— Work instructions —
Copy out every record below, word for word.

:: Material shown

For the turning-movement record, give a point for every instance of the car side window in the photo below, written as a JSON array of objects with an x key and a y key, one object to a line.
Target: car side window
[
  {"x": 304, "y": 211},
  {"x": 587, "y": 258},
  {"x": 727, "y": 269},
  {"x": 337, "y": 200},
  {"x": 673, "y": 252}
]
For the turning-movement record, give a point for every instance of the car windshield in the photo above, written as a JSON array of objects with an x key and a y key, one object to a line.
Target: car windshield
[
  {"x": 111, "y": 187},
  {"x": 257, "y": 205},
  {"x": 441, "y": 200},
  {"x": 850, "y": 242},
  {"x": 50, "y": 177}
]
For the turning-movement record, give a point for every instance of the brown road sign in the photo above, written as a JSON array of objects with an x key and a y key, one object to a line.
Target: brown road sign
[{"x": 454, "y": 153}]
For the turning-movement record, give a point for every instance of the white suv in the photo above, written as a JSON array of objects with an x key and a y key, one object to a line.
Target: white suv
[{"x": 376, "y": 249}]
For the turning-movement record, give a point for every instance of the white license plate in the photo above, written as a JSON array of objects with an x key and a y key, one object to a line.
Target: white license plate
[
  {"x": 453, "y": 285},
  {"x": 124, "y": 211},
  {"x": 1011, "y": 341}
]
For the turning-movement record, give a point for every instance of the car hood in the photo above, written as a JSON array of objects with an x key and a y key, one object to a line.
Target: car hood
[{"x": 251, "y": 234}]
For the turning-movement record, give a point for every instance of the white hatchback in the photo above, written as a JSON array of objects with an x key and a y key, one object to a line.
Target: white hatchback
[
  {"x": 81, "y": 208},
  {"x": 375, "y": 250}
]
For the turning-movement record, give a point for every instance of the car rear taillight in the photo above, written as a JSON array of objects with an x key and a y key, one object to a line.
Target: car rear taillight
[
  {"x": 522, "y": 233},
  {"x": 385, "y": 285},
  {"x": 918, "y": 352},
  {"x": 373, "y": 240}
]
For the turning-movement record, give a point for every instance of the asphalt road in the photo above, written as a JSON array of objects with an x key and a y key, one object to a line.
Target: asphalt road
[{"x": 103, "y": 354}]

::::

— Solved problem —
For the turning-movement record, give a point for every instance of the car side window in the photo below, written as a JSON array of objects with an x key and a y key, one object to a line.
Target: car side window
[
  {"x": 304, "y": 211},
  {"x": 587, "y": 258},
  {"x": 727, "y": 269},
  {"x": 337, "y": 200},
  {"x": 673, "y": 252}
]
For the turning-movement record, give a point for every instance of the car windshield in the photo above, written as a JSON array of objects with an x key and a y key, one object to a line.
Target: car windshield
[
  {"x": 111, "y": 187},
  {"x": 257, "y": 205},
  {"x": 441, "y": 200},
  {"x": 850, "y": 242},
  {"x": 50, "y": 177}
]
For the turning-movement record, give a point for every instance of the brown road sign in the photo above, written as a JSON array of objects with an x key and a y key, one object to a line.
Target: brown road sign
[{"x": 454, "y": 153}]
For the turning-movement record, give a point for every instance of the white suv in the photo above, written as a JSON array of objects with an x key and a y key, one object to a line.
Target: white suv
[{"x": 376, "y": 249}]
For the turning-movement record, give a point for every instance of the white license plate in the photo above, written as a JSON array of objects with an x key and a y key, one object to a line.
Target: white license plate
[
  {"x": 453, "y": 285},
  {"x": 124, "y": 211},
  {"x": 1011, "y": 341}
]
For the turning-movement record, give a point for every instance of the car hood in the photo above, written as a JSON array of objects with an x key and a y key, one object to a line.
Target: car hood
[{"x": 251, "y": 234}]
For the turning-movement record, give a point for every instance of the white hatchback in the photo above, written as a JSON array of objects with an x key and a y key, one object to a line.
Target: white hatchback
[
  {"x": 81, "y": 208},
  {"x": 375, "y": 250}
]
For the turning-movement record, give a point for every instance of the car rear taillight in the photo above, written as a JSON array of objects with an x key and a y key, one object to a line.
Target: car rear taillight
[
  {"x": 522, "y": 233},
  {"x": 385, "y": 285},
  {"x": 918, "y": 352},
  {"x": 373, "y": 240}
]
For the turning-movement record, give a point for every instance of the asphalt road in the photo above, written as a JSON array of objects with an x key and a y key, one object to a line.
Target: asphalt road
[{"x": 103, "y": 354}]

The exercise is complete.